Registros armazenados
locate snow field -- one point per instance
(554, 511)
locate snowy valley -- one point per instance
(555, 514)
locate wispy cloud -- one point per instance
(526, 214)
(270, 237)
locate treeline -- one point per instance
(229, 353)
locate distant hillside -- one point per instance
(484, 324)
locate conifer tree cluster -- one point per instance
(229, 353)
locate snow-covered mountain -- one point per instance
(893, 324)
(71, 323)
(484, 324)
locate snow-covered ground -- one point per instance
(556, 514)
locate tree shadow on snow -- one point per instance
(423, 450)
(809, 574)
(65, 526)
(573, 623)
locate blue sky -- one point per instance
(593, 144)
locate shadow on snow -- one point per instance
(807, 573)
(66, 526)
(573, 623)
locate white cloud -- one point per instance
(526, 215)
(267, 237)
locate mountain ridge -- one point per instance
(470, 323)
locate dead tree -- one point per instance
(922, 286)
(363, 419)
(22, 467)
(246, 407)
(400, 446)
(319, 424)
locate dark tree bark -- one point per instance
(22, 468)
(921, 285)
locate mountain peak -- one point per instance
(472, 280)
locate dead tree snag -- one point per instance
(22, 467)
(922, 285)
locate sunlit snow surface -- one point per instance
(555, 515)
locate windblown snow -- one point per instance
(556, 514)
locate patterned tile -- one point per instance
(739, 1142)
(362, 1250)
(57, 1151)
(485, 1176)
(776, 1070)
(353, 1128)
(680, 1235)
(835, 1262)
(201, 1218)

* * *

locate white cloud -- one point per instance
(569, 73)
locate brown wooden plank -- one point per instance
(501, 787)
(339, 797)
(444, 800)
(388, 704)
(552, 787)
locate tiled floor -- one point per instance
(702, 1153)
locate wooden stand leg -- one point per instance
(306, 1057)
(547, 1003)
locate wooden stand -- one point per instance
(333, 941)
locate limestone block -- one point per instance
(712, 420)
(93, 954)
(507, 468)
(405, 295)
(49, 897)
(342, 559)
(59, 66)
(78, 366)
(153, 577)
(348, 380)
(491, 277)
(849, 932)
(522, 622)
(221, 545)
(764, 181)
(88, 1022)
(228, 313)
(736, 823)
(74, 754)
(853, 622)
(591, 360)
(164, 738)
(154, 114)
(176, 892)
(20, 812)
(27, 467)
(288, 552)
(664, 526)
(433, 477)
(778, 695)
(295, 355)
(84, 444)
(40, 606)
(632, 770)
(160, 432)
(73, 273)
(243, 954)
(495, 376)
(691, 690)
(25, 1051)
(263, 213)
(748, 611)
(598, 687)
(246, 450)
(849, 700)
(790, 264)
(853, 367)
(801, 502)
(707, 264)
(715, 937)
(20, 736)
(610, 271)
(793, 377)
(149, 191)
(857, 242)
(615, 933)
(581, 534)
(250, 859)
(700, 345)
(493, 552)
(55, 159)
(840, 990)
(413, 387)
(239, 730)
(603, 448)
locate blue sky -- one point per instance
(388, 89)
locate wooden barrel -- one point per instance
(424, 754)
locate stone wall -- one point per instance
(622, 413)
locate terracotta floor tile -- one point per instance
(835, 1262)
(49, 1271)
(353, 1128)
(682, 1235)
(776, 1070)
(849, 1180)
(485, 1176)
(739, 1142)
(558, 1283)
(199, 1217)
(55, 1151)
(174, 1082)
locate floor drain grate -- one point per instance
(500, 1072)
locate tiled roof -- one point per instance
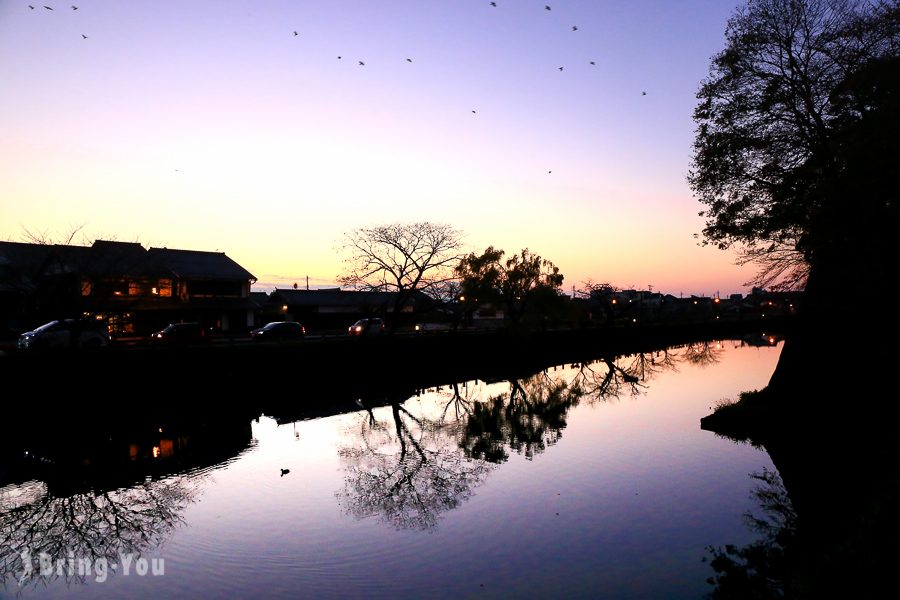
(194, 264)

Instrução. Copie sem nenhuma alteração as linhas dos registros acima, começando pela que contém "locate snow-covered mountain" e terminando na que contém "(201, 1218)", incluindo as duas.

Resposta correta.
locate snow-covered mountain -- one point per instance
(893, 324)
(71, 323)
(484, 324)
locate snow-covered ground -- one point per instance
(556, 514)
locate tree shadow on snow -- one point per instance
(423, 450)
(809, 574)
(65, 526)
(573, 623)
locate blue sky -- one point per instance
(593, 144)
locate shadow on snow -- one point per instance
(807, 573)
(66, 526)
(573, 623)
locate white cloud -- one point per instance
(526, 215)
(267, 237)
locate mountain ridge -- one point per instance
(470, 323)
locate dead tree -- one point per instance
(922, 286)
(363, 419)
(22, 467)
(246, 407)
(400, 446)
(319, 424)
locate dark tree bark -- one point per instance
(22, 468)
(921, 285)
locate mountain peak -- one point per instance
(472, 280)
locate dead tree snag -- one point per instance
(22, 467)
(922, 285)
locate sunlit snow surface -- one point per instance
(555, 515)
locate windblown snow -- one point per instance
(556, 514)
locate patterned tile -- one point per instance
(739, 1142)
(362, 1250)
(57, 1151)
(485, 1176)
(776, 1070)
(353, 1128)
(680, 1235)
(835, 1262)
(201, 1218)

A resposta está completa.